- WHAT YOU ARE ASKED TO DO
The records below need retyping in full; give them again exactly.

(Entries taken from a collection)

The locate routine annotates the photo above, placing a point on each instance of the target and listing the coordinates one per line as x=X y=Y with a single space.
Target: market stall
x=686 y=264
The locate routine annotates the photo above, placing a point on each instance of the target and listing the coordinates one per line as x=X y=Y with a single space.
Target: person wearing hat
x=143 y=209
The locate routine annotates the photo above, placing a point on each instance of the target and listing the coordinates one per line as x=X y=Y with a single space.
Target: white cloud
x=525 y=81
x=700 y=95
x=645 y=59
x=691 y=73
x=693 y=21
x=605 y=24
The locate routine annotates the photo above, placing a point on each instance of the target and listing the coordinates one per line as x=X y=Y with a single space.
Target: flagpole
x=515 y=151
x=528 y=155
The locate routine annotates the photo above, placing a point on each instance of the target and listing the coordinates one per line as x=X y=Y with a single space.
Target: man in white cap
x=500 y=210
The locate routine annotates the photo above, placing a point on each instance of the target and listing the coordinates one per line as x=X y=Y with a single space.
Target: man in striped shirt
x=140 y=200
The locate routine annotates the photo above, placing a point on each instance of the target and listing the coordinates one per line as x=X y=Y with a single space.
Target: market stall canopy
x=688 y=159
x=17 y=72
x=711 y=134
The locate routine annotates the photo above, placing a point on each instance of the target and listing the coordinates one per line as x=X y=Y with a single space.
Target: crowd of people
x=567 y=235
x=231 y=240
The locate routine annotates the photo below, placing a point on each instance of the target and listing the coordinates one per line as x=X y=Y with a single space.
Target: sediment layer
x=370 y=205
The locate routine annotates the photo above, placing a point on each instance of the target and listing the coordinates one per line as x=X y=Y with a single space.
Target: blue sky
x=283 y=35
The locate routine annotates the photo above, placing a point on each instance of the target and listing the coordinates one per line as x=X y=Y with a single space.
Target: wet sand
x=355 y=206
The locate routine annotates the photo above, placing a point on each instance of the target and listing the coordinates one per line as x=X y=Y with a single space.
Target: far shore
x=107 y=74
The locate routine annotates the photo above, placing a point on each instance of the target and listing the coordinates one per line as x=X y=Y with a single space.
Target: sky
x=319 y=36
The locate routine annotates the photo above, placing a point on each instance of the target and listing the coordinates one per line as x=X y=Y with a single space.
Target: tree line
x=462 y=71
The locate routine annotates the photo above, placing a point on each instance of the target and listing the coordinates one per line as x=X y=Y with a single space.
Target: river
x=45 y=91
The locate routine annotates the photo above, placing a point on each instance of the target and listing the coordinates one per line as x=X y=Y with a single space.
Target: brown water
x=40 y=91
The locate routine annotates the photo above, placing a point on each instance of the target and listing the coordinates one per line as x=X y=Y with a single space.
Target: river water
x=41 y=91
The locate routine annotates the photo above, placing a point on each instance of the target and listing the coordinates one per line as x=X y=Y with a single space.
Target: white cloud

- IN RESPONSE
The locate routine annotates the photo above, placing a point on each instance of the target and listing the coordinates one per line as x=X y=Y with a single space.
Target: market stall
x=686 y=264
The locate routine annotates the photo above, placing a point on each instance of the target and listing the coordinates one per line as x=X y=Y with a single space.
Target: person wearing hat
x=143 y=209
The locate routine annotates the photo above, placing a point on each instance of the target and listing the coordinates one per line as x=X y=Y with a single space.
Target: white cloud
x=525 y=81
x=700 y=95
x=645 y=59
x=691 y=73
x=693 y=21
x=605 y=24
The locate routine annotates the photo above, placing a point on each instance of the target and listing the coordinates one per line as x=X y=Y with a single space.
Target: flagpole
x=515 y=151
x=528 y=155
The locate routine annotates the photo above, placing a point on each instance of the target and listing the coordinates one per line as x=X y=Y with a single space.
Target: man in white cap
x=500 y=210
The locate routine annotates the photo above, placing a point on each instance of the target and listing the coordinates one per line as x=X y=Y with a single space.
Target: man in striped shirt
x=140 y=200
The locate routine annotates the photo above, placing a point on each instance of the target and listing the coordinates one per line as x=X y=Y with a single space.
Target: market stall canopy
x=688 y=159
x=17 y=72
x=711 y=134
The locate routine annotates the photo above, placing a point on each instance of the target and listing the coordinates one per line as x=X y=Y with a single space.
Target: crowd of people
x=567 y=235
x=231 y=240
The locate routine annotates the photo below, placing a point on each instance of the target and listing the coordinates one per line as x=X y=Y with a single space.
Target: sediment layer
x=370 y=205
The locate routine annotates the photo above, placing a point on each instance of the target and listing the coordinates one per line as x=X y=Y with a single space.
Target: blue sky
x=283 y=35
The locate routine annotates the photo above, placing a point on each instance of the target and listing the coordinates one per line as x=X y=Y with a single space.
Target: wet sand
x=355 y=206
The locate routine annotates the photo above, placing a point on each instance of the target and listing the coordinates one per line as x=X y=Y with a single space.
Target: far shore
x=107 y=74
The locate routine annotates the photo above, placing a point on each instance of the target and listing the coordinates one per line as x=X y=Y with a single space.
Target: sky
x=319 y=36
The locate routine annotates the photo above, placing a point on each instance of the target and listing the coordinates one per line as x=X y=Y with a single space.
Target: tree line
x=462 y=71
The locate routine annotates the photo above, placing a point on each instance of the target and listing the coordinates one per line as x=X y=Y with a single space.
Target: river
x=45 y=91
The locate routine annotates the photo above, placing a point on each instance of the target and listing the coordinates one per line as x=X y=Y with a single space.
Target: brown water
x=40 y=91
The locate routine annotates the photo above, placing a point on each instance of the target and listing the coordinates one per line as x=X y=Y with a single space.
Target: river water
x=41 y=91
The locate routine annotates the photo above, placing a point on each instance of the target and listing the coordinates one per line as x=X y=Y with a single space.
Target: white cloud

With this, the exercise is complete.